### Dataset entries

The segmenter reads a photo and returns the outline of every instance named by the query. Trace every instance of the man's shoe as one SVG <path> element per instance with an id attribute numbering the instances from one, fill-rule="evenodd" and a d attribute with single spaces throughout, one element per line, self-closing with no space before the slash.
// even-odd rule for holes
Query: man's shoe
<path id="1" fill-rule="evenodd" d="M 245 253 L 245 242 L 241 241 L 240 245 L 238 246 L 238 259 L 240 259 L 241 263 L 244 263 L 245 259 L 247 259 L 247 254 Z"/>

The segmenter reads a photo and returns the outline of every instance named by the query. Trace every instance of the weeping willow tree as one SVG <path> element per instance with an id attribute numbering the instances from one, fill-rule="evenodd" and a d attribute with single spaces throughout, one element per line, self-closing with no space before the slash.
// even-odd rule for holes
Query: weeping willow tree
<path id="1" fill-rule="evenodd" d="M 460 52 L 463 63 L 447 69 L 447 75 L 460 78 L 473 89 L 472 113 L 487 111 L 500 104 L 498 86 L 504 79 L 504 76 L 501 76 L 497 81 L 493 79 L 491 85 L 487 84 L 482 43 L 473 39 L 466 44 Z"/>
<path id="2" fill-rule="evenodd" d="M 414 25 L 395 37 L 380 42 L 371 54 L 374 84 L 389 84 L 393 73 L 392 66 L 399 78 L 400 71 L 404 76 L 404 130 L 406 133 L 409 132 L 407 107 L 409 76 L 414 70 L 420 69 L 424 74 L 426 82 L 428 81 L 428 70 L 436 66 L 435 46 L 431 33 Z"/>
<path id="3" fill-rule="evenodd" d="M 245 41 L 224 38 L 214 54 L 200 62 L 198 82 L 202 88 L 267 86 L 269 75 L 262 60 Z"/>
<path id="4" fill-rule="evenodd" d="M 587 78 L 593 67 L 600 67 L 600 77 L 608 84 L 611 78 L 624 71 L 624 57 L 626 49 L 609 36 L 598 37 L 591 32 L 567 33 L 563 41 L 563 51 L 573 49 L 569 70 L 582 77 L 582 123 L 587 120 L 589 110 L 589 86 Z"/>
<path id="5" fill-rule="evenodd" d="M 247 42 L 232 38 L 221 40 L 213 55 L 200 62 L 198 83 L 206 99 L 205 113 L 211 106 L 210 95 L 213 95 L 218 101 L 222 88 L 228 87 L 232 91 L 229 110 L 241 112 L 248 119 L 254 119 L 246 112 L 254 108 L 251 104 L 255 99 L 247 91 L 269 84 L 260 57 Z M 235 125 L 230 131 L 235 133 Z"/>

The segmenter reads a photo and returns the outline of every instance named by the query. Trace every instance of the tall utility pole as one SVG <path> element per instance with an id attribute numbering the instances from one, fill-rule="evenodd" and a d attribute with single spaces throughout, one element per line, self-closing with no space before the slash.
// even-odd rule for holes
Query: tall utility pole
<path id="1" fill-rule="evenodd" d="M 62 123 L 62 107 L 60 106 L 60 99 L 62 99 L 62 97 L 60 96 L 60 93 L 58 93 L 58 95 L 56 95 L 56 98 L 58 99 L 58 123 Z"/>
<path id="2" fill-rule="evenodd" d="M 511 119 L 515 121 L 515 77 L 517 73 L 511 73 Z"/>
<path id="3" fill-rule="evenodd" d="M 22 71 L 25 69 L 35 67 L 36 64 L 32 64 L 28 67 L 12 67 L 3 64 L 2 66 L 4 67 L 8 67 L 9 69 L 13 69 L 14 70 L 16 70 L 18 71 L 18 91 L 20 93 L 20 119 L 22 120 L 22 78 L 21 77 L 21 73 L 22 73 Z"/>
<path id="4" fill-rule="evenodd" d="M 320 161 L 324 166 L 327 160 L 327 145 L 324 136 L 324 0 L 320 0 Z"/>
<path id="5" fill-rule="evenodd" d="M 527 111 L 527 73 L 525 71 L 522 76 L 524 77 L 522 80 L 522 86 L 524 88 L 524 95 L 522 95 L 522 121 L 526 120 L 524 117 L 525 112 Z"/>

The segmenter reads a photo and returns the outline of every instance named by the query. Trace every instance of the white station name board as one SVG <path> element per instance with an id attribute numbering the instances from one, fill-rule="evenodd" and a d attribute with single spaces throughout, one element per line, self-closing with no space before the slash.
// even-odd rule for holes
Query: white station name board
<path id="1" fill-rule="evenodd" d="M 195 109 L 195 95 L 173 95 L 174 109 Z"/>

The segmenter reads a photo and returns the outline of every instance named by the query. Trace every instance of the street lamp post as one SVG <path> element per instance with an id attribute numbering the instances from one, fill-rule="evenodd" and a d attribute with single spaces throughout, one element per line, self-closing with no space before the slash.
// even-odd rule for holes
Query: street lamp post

### Goal of the exercise
Rewrite all the records above as a numbered list with one line per item, and drop the blank lines.

### Exercise output
1. The segmenter reads a photo and returns the outline of every instance named by the query. Trace every instance of the man's shoe as one SVG <path> element per instance with an id attribute numbering the instances from one, fill-rule="evenodd" and a d attribute with single spaces throughout, one element per line, self-closing with no space before the slash.
2. // even-odd rule for holes
3. Query: man's shoe
4. <path id="1" fill-rule="evenodd" d="M 245 253 L 245 242 L 241 241 L 240 245 L 238 246 L 238 259 L 240 259 L 241 263 L 244 263 L 245 259 L 247 259 L 247 254 Z"/>
5. The segmenter reads a photo and returns the outline of every instance named by the query. Trace every instance of the weeping willow tree as one SVG <path> element per instance with an id attribute numbering the instances from one, fill-rule="evenodd" and a d attribute with single spaces throughout, one element per line, self-closing with no space before the slash.
6. // even-odd rule for holes
7. Query: weeping willow tree
8. <path id="1" fill-rule="evenodd" d="M 460 52 L 463 63 L 447 69 L 447 75 L 460 78 L 473 89 L 472 113 L 487 111 L 500 104 L 498 86 L 504 79 L 504 76 L 501 76 L 497 81 L 493 79 L 491 85 L 487 84 L 482 43 L 473 39 L 466 44 Z"/>
9. <path id="2" fill-rule="evenodd" d="M 414 25 L 395 37 L 380 42 L 371 54 L 374 84 L 389 84 L 393 73 L 392 66 L 399 78 L 400 71 L 404 76 L 404 130 L 406 133 L 409 132 L 407 107 L 409 76 L 414 70 L 420 69 L 424 74 L 426 82 L 428 81 L 428 70 L 436 66 L 435 46 L 431 33 Z"/>
10. <path id="3" fill-rule="evenodd" d="M 245 41 L 224 38 L 214 54 L 200 62 L 198 82 L 202 88 L 267 86 L 269 75 L 262 60 Z"/>
11. <path id="4" fill-rule="evenodd" d="M 587 78 L 593 67 L 600 67 L 600 77 L 608 84 L 611 78 L 624 71 L 624 57 L 626 49 L 609 36 L 598 37 L 591 32 L 567 33 L 563 41 L 563 51 L 573 49 L 569 70 L 582 77 L 582 123 L 587 120 L 589 110 L 589 86 Z"/>
12. <path id="5" fill-rule="evenodd" d="M 247 42 L 232 38 L 221 40 L 213 55 L 200 62 L 198 83 L 206 99 L 205 113 L 211 106 L 210 95 L 213 95 L 218 101 L 222 88 L 228 87 L 232 91 L 229 110 L 241 112 L 248 119 L 254 119 L 246 112 L 254 108 L 251 104 L 255 99 L 247 91 L 269 84 L 260 57 Z M 235 125 L 230 131 L 235 133 Z"/>
13. The segmenter reads a photo and returns the outline of every instance named by the query. Trace every instance of the tall utility pole as one SVG <path> element per instance with an id attribute numbering the instances from one, fill-rule="evenodd" and a d attribute with single spaces throughout, one element per line, self-closing with no space before the slash.
14. // even-odd rule for holes
15. Query: tall utility pole
16. <path id="1" fill-rule="evenodd" d="M 62 123 L 62 107 L 60 106 L 60 99 L 62 99 L 62 97 L 60 96 L 60 93 L 58 93 L 58 95 L 56 95 L 56 98 L 58 99 L 58 123 Z"/>
17. <path id="2" fill-rule="evenodd" d="M 511 119 L 515 121 L 515 77 L 517 73 L 511 73 Z"/>
18. <path id="3" fill-rule="evenodd" d="M 22 71 L 25 69 L 35 67 L 36 64 L 32 64 L 28 67 L 12 67 L 3 64 L 2 66 L 4 67 L 8 67 L 9 69 L 13 69 L 14 70 L 16 70 L 18 71 L 18 91 L 20 93 L 20 119 L 22 120 L 22 78 L 21 77 L 21 73 L 22 73 Z"/>
19. <path id="4" fill-rule="evenodd" d="M 320 161 L 324 166 L 327 160 L 327 145 L 324 136 L 324 0 L 320 0 Z"/>
20. <path id="5" fill-rule="evenodd" d="M 527 111 L 527 73 L 525 71 L 522 76 L 524 77 L 522 80 L 522 86 L 524 88 L 524 95 L 522 95 L 522 121 L 526 120 L 524 117 L 525 112 Z"/>
21. The segmenter reads a photo and returns the outline of every instance named by the query. Trace every instance of the white station name board as one SVG <path> element per instance with an id attribute numbering the instances from one, fill-rule="evenodd" and a d attribute with single spaces throughout, one element per line, self-closing with no space before the slash.
22. // even-odd rule for holes
23. Query: white station name board
24. <path id="1" fill-rule="evenodd" d="M 195 109 L 195 95 L 173 95 L 174 109 Z"/>
25. The segmenter reads a photo and returns the outline of every instance named by the query. Trace every instance of the street lamp post as one SVG <path> element per instance with an id attribute numbering the instances from one, fill-rule="evenodd" and a d attribute with single spaces throughout, one element per line, self-closing with no space before the slash.
26. // even-odd rule for holes
27. Query: street lamp post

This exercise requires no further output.